__EXERCISES__
- a) Answer these questions from the account of the Iliamna engine failure:
(i) How far west of Palmer does the account place Lake Iliamna?
(ii) How many fish did John catch on the Newhalen River?
(iii) At what altitude was the plane cruising when the engine trouble began?
- b) Carry on the account of the Iliamna engine failure from the point where it stops.

__DOCUMENT SECTION__
>> start
Iliamna Engine Failure (June 1991)

Caren della Cioppa

I had been thinking that my life had become extremely boring lately.  It was a beautiful Alaskan summer and all I had been doing for the last three weeks was a combination of splitting wood and tedious yard work.  So I decided that it was time for a break and jumped in my plane and headed to Lake Iliamna, Alaska's largest lake, about 200 miles west of my home in Palmer. With my friend, John and my dog, Foxtrot, we flew through spectacular Lake Clark Pass, a pristine wilderness of active volcanoes, wild rivers, and waterfalls that plummet hundreds of feet from hanging glaciers that cling to mountain walls. As we left the pass we flew low along the 40 mile north shore of deep blue Lake Clark, down the Newhalen River, and landed at the Iliamna Airport. Once on the ground, we hiked the trail to the Newhalen River where John made good use of my survival fishing gear and managed to catch five nice looking fish. Keeping the fish away from Foxtrot proved to be a greater challenge than catching them, but  it was certainly a nice way to fight boredom. 

By about 6 pm we decided it was time to head back to Palmer, but instead of retracing our flight through Lake Clark Pass we decided to try the coastal route for a change.  We took off from Iliamna Airport and flew about 40 minutes along the east side of Lake Iliamna then turned south towards Pile Pass heading for Cook Inlet. 

We were cruising along at about 1000 feet admiring the dense spruce forest below when suddenly the steady purr of the airplane engine changed into something that sounded more like rapid machine gun fire.  This charming sound was accompanied by an alarming 50% loss of power.  I instantly pulled on the carburetor heat and switched fuel tanks realizing that these standard preliminary emergency procedures were probably an exercise in futility.  I think when the engine sounds like it is destroying itself, one can probably rule out carburetor ice and fuel exhaustion, both of which generally result in a disconcerting silence rather than a deafening sound - and besides, I had full tanks!  But by instinct an experienced pilot will perform the emergency checklist at the first sign of trouble. 

Suddenly I didn't like what I saw below anymore.  The trees had lost their appeal so I quickly turned back towards the shores of Lake Iliamna in hopes that a beach or sandbar might appear.  The engine began to sputter and make more ghastly sounds as my power continued to diminish.  I shouted over the radio to the Flight Service Station  "Iliamna Radio this is Cessna 76410 over Pile Bay with a severe engine problem.  I will try to make Pedro Bay," the last airstrip I had seen, 10 miles back.  A nearby pilot in a floatplane started offering suggestions over the radio as I continued in a gradual decent and the racket behind my propeller grew quieter.  My passenger seemed more relaxed and said "oh it sounds much better now."  I hated to tell him that was because it had just quit completely.  Ahead I saw a fairly flat and bare area and pointed the plane in that direction.  I informed the float plane pilot and Flight Service that I had chosen a landing spot and would be doing an emergency landing there quite soon.  When I told my passenger that we would be landing there, he advised me that there was no airport there and that I could not land there.  I reassured him that yes, we would be landing there, to which he replied "ditch it in the lake" a couple of times.  I chose to ignore that advice!  Water is usually the worst choice unless you are  a float plane.
>> end
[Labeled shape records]
>> start
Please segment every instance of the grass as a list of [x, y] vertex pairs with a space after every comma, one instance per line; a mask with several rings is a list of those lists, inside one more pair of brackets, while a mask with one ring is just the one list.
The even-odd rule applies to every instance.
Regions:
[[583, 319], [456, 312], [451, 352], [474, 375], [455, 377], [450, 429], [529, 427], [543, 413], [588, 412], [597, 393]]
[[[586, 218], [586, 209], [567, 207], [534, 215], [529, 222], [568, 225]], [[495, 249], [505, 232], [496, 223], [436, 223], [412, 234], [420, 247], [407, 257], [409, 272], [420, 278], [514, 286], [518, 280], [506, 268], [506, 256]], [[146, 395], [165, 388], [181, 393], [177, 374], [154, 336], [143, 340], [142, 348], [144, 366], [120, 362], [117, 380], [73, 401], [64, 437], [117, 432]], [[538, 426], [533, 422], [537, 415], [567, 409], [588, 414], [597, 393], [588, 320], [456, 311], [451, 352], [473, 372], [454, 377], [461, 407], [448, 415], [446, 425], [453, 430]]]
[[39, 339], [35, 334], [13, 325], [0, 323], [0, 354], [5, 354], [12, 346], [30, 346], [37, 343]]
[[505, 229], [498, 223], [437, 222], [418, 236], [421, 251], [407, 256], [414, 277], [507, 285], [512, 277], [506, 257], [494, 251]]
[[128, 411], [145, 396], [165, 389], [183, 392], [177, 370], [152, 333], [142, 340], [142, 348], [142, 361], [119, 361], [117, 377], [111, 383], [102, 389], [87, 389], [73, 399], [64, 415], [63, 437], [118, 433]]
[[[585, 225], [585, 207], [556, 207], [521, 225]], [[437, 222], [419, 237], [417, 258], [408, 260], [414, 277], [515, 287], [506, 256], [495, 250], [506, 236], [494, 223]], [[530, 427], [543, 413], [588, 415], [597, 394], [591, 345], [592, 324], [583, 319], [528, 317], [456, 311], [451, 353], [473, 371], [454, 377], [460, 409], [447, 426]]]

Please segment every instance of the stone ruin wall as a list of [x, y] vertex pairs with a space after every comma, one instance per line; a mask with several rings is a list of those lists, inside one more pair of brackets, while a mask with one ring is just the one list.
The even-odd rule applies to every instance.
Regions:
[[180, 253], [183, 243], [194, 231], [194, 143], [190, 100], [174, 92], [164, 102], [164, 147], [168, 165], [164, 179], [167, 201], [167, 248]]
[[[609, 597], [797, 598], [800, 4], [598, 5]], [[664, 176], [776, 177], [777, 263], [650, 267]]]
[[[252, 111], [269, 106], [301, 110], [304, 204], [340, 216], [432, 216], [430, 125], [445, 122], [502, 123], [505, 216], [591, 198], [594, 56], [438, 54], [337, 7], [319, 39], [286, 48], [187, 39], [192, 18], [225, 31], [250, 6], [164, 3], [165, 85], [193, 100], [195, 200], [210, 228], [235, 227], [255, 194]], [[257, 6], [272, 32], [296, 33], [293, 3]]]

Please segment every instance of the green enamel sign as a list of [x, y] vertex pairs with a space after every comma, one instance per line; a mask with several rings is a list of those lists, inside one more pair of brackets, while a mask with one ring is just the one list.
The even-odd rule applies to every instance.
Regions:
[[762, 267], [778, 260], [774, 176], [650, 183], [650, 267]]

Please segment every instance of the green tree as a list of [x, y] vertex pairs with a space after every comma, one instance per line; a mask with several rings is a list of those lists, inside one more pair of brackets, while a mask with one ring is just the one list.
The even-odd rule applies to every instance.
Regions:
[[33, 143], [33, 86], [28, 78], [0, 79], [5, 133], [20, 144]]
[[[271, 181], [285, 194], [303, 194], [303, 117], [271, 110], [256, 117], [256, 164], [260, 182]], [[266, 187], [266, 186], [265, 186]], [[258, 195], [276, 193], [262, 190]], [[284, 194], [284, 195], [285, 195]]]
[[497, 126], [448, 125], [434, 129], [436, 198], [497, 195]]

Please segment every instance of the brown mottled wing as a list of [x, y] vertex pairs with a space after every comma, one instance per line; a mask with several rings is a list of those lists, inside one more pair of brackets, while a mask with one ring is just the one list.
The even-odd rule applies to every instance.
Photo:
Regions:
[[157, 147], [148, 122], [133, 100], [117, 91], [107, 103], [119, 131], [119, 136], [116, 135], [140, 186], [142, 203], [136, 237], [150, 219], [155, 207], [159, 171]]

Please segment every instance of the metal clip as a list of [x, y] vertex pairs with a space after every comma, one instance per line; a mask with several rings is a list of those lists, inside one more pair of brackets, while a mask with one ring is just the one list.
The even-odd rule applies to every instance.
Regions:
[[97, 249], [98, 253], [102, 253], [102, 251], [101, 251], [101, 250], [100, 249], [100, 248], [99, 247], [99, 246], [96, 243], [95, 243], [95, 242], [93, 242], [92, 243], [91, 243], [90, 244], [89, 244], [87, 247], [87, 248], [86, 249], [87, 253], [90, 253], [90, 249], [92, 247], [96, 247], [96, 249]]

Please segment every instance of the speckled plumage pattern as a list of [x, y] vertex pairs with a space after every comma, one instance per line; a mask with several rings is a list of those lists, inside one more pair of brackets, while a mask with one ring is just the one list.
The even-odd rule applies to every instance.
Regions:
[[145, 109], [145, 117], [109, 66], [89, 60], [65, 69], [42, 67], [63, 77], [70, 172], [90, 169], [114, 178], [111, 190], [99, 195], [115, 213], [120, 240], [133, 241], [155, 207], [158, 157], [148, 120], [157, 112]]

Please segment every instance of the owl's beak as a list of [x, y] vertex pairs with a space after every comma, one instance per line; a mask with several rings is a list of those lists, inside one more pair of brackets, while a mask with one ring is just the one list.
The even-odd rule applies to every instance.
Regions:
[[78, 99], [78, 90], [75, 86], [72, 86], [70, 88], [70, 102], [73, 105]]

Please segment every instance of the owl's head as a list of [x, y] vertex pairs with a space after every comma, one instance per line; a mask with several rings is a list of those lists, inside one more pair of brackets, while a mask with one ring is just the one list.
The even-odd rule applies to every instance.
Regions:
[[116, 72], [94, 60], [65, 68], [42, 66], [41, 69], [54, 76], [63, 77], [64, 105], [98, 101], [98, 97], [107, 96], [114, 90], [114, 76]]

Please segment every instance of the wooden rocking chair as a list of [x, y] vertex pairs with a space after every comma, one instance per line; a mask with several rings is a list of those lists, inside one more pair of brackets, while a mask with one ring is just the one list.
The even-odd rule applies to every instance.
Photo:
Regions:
>> end
__RESULTS__
- a)
(i) About 200 miles
(ii) Five
(iii) About 1000 feet

- b)
Now with no power, I became a glider pilot, maintained the best glide speed and coasted down to the flat area, which turned out to be a combination of small sandbars and swamps.  By the time I got there, I had only the option of a straight in approach which landed me very gently on a grassy but marshy flat spot.  We rolled for a while as I hoped and prayed that the plane would remain upright.  Apparently I didn't pray quite hard enough because the ground was so soft that when we finally did stop, one wheel buried itself into a deep hole and the plane promptly flipped over onto its back.  I remember saying "oh no!"  When we were totally stopped I realized that my face was under water.  I felt momentary panic until I lifted my face up a couple of inches and realized that a small amount of water had seeped in and simply covered my face.  Unfortunately, I had a Pepsi in my lap and it managed to spill and contribute to the fluid covering my face.  Foxtrot came flying from the rear baggage area, landed on the back of my neck and peed on me.  That insult was followed by a smack on the head by the plastic bag full of fish.  My next emergency procedure was to quickly open the door and boot the 65 pound lab out!  She didn't seem concerned at all and began a relentless chase of the local nesting birds who are probably still squawking over the incident.  John and I crawled out and fortunately we were unhurt. The plane looked kind of pathetic lying there upside down but it wasn't hurt very badly either because the swamp we had landed on was like a soft sponge.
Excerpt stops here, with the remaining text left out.